Start of Task material

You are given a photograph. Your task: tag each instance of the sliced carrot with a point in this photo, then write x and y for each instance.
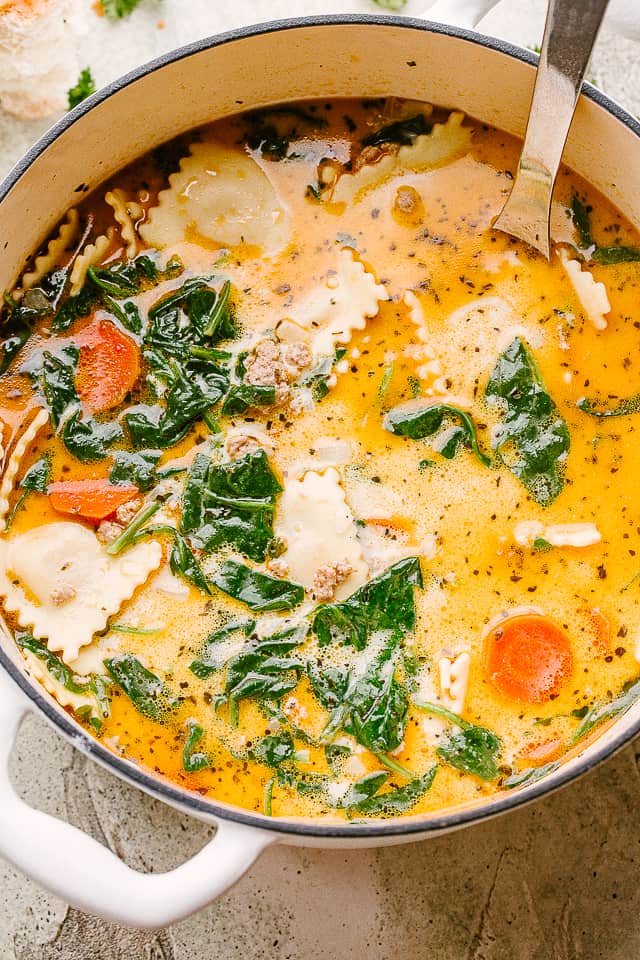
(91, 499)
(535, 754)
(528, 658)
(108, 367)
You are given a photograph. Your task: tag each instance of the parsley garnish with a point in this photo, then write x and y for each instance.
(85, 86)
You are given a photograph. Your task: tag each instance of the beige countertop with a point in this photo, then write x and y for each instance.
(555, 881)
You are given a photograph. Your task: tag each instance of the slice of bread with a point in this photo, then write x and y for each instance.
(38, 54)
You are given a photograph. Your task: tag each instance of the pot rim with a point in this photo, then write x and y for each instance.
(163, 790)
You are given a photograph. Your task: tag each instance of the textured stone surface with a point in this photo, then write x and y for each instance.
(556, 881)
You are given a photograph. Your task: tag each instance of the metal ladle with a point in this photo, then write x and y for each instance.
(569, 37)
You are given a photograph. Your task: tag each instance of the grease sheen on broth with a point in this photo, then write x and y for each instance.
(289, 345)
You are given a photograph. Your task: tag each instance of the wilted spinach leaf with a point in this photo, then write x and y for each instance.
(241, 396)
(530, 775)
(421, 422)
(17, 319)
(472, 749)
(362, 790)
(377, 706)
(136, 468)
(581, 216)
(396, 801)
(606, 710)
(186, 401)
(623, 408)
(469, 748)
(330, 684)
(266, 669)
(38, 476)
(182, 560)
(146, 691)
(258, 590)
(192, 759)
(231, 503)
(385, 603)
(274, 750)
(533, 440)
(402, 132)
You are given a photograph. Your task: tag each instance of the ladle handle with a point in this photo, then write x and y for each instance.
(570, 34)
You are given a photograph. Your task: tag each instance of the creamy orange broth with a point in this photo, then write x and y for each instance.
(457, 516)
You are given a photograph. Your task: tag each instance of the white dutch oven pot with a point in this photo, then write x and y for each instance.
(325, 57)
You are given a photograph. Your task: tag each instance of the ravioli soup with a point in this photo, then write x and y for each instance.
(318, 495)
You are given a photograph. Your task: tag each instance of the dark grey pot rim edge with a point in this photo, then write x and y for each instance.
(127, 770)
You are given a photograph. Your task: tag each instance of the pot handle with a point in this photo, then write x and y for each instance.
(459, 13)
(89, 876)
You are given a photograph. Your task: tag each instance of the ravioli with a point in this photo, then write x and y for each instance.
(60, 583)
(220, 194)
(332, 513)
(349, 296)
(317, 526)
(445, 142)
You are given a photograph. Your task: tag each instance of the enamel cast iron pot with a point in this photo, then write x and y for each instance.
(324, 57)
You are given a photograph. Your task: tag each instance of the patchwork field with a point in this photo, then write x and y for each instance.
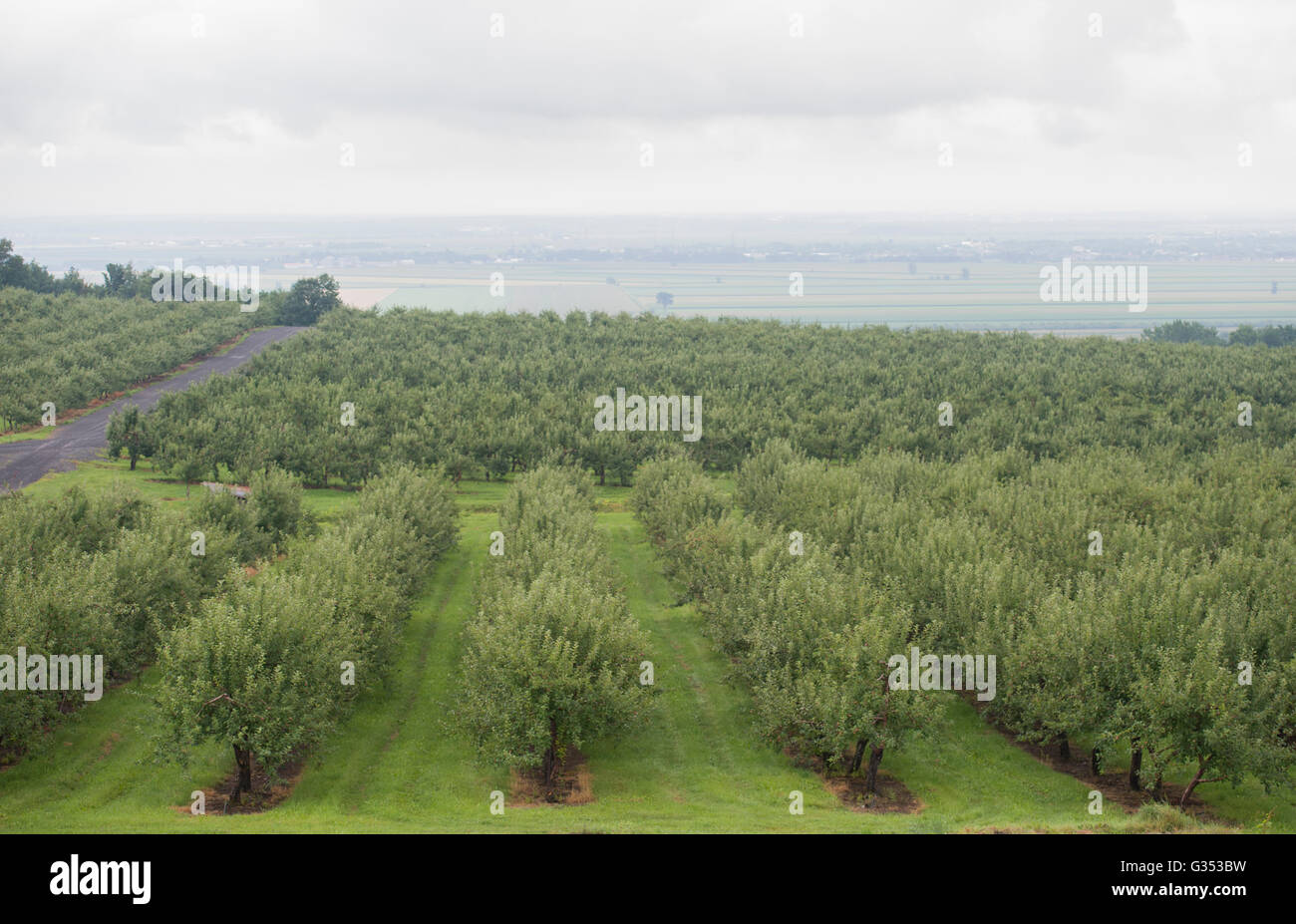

End of Task material

The exercise:
Update the stretch from "the ravioli soup" through the end of the rows, replacing "tag" with "mark" and keeping everything else the same. Omit the pictures from your answer.

Answer:
You are given a photograph. Your task: mark each instance of the ravioli soup with a point in this photo, then write x and y for each instance.
(318, 495)
You are given a photograph. Your task: mark each instance of the dark grey pot rim edge with a point in this photo, then write x and y for each instance.
(127, 770)
You are given a photograph. Your task: mark each instance of the pot handle with a point in this photo, then write x and y for each instance.
(459, 13)
(89, 876)
You are given a photograph. Your task: mark each instance of the ravioli with a point in this photo, then write x and y for each instance.
(60, 583)
(220, 194)
(332, 513)
(349, 296)
(317, 526)
(445, 142)
You are given a photograph. Your task: mark each instance of the enamel cast iron pot with a point in this photo, then write x and y for each instance.
(324, 57)
You are given a photograph. Your task: mark each instance of the patchwork field with a point in this photo, then write x and y for each instance.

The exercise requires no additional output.